Write out the data below word for word, and leave the pictures out.

——

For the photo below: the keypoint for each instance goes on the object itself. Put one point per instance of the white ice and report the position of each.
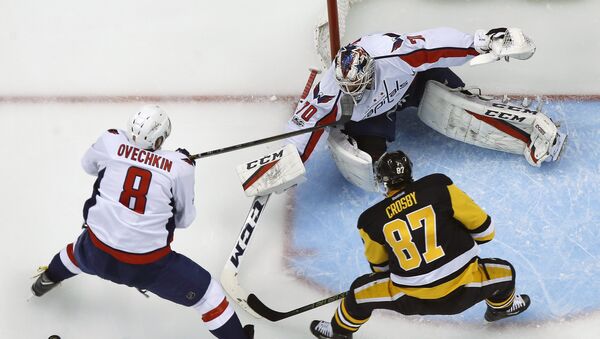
(69, 48)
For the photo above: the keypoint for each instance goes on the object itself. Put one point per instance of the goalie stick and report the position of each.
(272, 315)
(230, 270)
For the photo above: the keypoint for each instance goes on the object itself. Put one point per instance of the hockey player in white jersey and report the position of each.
(141, 195)
(386, 73)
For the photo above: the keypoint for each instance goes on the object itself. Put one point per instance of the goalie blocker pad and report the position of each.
(490, 123)
(272, 173)
(354, 164)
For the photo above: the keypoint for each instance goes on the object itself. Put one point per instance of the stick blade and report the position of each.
(260, 308)
(231, 285)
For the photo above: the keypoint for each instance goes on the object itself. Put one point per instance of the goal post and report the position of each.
(330, 29)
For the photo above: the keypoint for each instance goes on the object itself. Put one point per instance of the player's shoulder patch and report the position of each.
(187, 154)
(436, 179)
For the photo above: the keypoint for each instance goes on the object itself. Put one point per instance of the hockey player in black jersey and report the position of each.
(422, 243)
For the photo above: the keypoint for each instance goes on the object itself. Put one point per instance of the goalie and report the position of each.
(387, 73)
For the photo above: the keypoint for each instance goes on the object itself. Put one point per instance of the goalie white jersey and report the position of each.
(397, 59)
(139, 197)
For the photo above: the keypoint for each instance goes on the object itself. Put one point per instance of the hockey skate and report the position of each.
(323, 330)
(520, 304)
(249, 331)
(558, 146)
(43, 284)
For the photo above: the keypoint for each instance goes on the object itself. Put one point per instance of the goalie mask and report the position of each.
(149, 127)
(354, 70)
(394, 170)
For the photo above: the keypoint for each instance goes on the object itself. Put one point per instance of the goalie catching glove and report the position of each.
(272, 173)
(501, 43)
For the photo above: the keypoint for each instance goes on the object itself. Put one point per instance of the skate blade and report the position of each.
(559, 148)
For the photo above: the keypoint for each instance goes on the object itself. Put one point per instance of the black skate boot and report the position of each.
(520, 304)
(43, 284)
(323, 330)
(249, 331)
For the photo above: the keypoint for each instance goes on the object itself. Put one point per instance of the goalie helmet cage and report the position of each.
(330, 29)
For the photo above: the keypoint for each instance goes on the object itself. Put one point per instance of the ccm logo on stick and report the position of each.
(240, 247)
(264, 160)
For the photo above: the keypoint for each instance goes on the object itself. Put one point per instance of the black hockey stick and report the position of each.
(347, 109)
(272, 315)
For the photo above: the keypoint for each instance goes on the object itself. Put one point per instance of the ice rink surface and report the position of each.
(70, 70)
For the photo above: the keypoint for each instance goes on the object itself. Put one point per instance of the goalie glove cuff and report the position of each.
(482, 40)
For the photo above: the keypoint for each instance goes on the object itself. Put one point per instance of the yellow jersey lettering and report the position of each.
(401, 204)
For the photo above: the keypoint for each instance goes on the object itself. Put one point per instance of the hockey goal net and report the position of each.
(330, 29)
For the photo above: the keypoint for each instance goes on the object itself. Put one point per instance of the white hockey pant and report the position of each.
(354, 164)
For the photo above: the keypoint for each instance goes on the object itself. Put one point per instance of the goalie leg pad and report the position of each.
(354, 164)
(490, 123)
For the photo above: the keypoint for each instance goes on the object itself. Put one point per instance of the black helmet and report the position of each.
(394, 169)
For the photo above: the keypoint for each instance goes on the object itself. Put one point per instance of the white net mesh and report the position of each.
(322, 38)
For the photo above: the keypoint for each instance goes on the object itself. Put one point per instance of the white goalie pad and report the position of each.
(272, 173)
(355, 165)
(491, 123)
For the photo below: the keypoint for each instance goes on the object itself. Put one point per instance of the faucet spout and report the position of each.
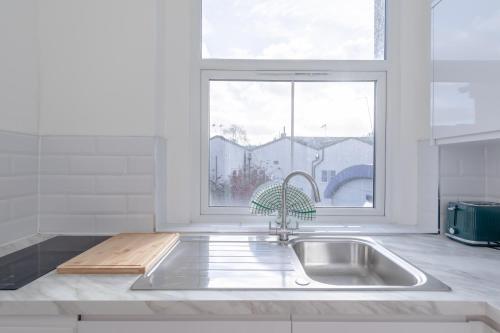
(284, 232)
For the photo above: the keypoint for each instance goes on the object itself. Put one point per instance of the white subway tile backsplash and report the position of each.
(16, 186)
(124, 184)
(68, 145)
(75, 184)
(15, 229)
(24, 165)
(4, 211)
(23, 207)
(469, 172)
(140, 204)
(125, 145)
(4, 165)
(18, 143)
(493, 160)
(132, 223)
(104, 183)
(54, 184)
(96, 204)
(54, 165)
(54, 204)
(69, 223)
(97, 165)
(465, 186)
(143, 165)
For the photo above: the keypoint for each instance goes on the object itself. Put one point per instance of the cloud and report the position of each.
(286, 29)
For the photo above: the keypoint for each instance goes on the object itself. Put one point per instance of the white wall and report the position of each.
(410, 119)
(18, 66)
(109, 67)
(97, 67)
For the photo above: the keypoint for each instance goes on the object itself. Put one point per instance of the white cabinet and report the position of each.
(389, 327)
(37, 324)
(184, 326)
(466, 70)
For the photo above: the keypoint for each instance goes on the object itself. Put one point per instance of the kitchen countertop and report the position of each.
(472, 273)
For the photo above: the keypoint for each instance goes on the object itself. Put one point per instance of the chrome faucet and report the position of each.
(283, 231)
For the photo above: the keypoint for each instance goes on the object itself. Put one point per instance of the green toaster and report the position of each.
(474, 223)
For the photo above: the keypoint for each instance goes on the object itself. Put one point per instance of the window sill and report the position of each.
(333, 229)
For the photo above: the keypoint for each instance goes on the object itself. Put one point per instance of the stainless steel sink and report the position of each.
(263, 263)
(354, 262)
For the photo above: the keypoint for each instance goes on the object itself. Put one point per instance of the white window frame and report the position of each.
(203, 70)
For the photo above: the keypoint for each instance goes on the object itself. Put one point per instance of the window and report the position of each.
(280, 92)
(299, 29)
(324, 176)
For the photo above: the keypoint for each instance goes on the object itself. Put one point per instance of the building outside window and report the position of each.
(271, 103)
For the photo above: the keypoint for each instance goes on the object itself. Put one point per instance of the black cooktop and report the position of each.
(24, 266)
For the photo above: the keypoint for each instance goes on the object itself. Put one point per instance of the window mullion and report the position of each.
(292, 125)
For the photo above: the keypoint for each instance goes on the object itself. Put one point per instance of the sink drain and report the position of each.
(302, 282)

——

Solved exercise:
For the photo below: the keypoint for each instance goes on the object itself. Put one point per instance of the white ice and report the position of each.
(69, 48)
For the photo above: the keypoint for each instance goes on the object itself. Put one point per instance of the goalie stick and report the position of each.
(272, 315)
(230, 270)
For the photo above: the keypoint for each instance goes on the object itself. Put one point per instance of the hockey player in white jersey and report the position of each.
(141, 195)
(386, 73)
For the photo above: the keypoint for each instance goes on the object itself. Put one point per instance of the goalie blocker pad and report the position of each.
(490, 123)
(272, 173)
(354, 164)
For the photo above: the keypoint for each instance goes on the object itself. Put one point per instance of the stick blade and report the position of each.
(260, 308)
(231, 285)
For the photo above: the keypoint for each instance goes on the object itself. Put one point per instance of the goal post and report the position of each.
(330, 29)
For the photo above: the keypoint for each instance goes on the object itself. Put one point per instance of the player's shoulder patch and report the position of each.
(187, 154)
(436, 179)
For the photo above: the keypoint for each instance goes on the object itself. Put one point per instance of the hockey player in black jersey and report the position of each.
(422, 243)
For the photo above: the keypoint for each instance goes on the object itself. Put one point per instance of the goalie and report the position of each.
(387, 73)
For the photo above: the keypoint for each instance goes on the object itself. Put one point per instance of the goalie white jersey and report the position of each.
(397, 59)
(139, 197)
For the photo above: the keypoint for each instance goes on the object itself. Put one point per instance of the hockey skate and report the position of each.
(323, 330)
(520, 304)
(249, 331)
(558, 146)
(43, 284)
For the photo above: the keypoint for each instance goes on the object itself. Put one point per instance of the goalie mask and report the position of each.
(149, 127)
(354, 70)
(394, 170)
For the photo above: the keypoint for each instance goes on the object itself. Put one point per instance of the goalie catching glove and report the position of each.
(272, 173)
(501, 43)
For the photo above: the keypoint for each instance goes on the object itself. Put one point per instance of the skate blade and report the position of each.
(559, 148)
For the photo above: the keypoint for each instance goes on the object itself. Put one point per instance of the black skate boot and report the position of each.
(520, 304)
(43, 284)
(323, 330)
(249, 331)
For the photo above: the keypoint for each instance goes on the object itself. Put one point per instance of the goalie helmet cage and report the position of each.
(330, 29)
For the photo above: the keypoint for each instance goes on the object itself. Put one point per instance of the ccm logo on stick and report the position of each.
(240, 247)
(264, 160)
For the photo above: the keypoint for each instance goes on the object itself. Put one point per instance of the black hockey stick and report the position of each.
(347, 109)
(272, 315)
For the photo above: the keypoint for each instance goes on the object itself. Put one point per instance of the ice rink surface and report the position of each.
(70, 70)
For the photo above: the keypoint for each instance goes on the object itself. Put one point per instance of the goalie glove cuff and report the position of each.
(482, 40)
For the photo above: the keypoint for each instance goes on the object itself. Put one point per instance of the yellow jersey lettering and report the position of each.
(401, 204)
For the photo above: the keypoint for each instance goes on the object itself. Put one point per instance of the hockey goal net and report the position of each.
(330, 29)
For the photo above: the keypoint for each instance goes on the object itself. Put one point per instance of the white hockey pant and report the position of each.
(354, 164)
For the photo above: the keypoint for each instance goes on the object itself. Put one point per instance of the goalie leg pad and report the position of each.
(354, 164)
(490, 123)
For the photo above: the keypoint for each instance goes on the object itself. Put one point per instance of the black helmet and report the position of each.
(394, 169)
For the photo above: the keypoint for each instance goes on the object itself. Put one point per instance of the white net mesh and report the position of each.
(322, 38)
For the photo above: the keypoint for each instance goes on the object itself. Put one point per instance of the white goalie pad and report the position of each.
(272, 173)
(355, 165)
(491, 123)
For the photo below: the keypoint for each instance goes on the object itself. Put one point per instance of the faucet spout and report the position of each.
(284, 232)
For the photo above: the keypoint for each instance goes on the object itself. Put one point per instance of the white subway tile backsplash and report the position of each.
(16, 186)
(124, 184)
(68, 145)
(75, 184)
(15, 229)
(24, 165)
(4, 211)
(23, 207)
(469, 172)
(140, 204)
(125, 145)
(4, 165)
(18, 143)
(493, 160)
(132, 223)
(104, 183)
(54, 184)
(96, 204)
(54, 165)
(54, 204)
(69, 223)
(97, 165)
(465, 186)
(143, 165)
For the photo above: the keypoint for each instance goes on the object itself. Put one point per instance of the cloud and report the position of each.
(286, 29)
For the photo above: the keypoint for each instance goes on the object itself. Put one point per instance of the white wall and report the position of each.
(410, 119)
(18, 66)
(109, 67)
(97, 67)
For the photo above: the keypoint for each instance goes on the object itself. Put one point per instance of the white cabinet and report the position of each.
(389, 327)
(37, 324)
(184, 326)
(466, 70)
For the photo above: the keypoint for each instance goes on the object itself. Put one point per instance of the kitchen countertop and report the position of each.
(472, 273)
For the photo above: the keypoint for each instance goes on the object itself. Put one point per instance of the chrome faucet and report the position of each.
(283, 231)
For the photo above: the keypoint for each instance goes on the object itself. Put one point per instance of the green toaster and report the position of each.
(474, 223)
For the photo above: the keypoint for each instance goes on the object itself. Put one point per instance of the window sill and report the position of each.
(333, 229)
For the photo above: the keypoint for each instance goes on the object itself. Put one point per instance of the stainless steel sink and report the position of each.
(263, 263)
(354, 262)
For the photo above: the keypoint for each instance goes on the object itself. Put one point per instance of the white window frame and report the position of each.
(203, 70)
For the photo above: the keypoint for each instance goes on the object itself. Put one point per instance of the window and report the position of each.
(280, 92)
(299, 29)
(324, 176)
For the photo above: the keypoint for each instance goes on the object itself. Put one point per instance of the building outside window and report the position of each.
(271, 103)
For the photo above: the keypoint for each instance goes on the object itself. Put one point per instance of the black cooktop and report the position of each.
(24, 266)
For the photo above: the keypoint for each instance goes on the object itself. Put one point per instance of the window mullion and report the position of each.
(292, 125)
For the photo above: the keypoint for each instance goes on the object itself. Put one point per instance of the sink drain and report the position of each.
(302, 282)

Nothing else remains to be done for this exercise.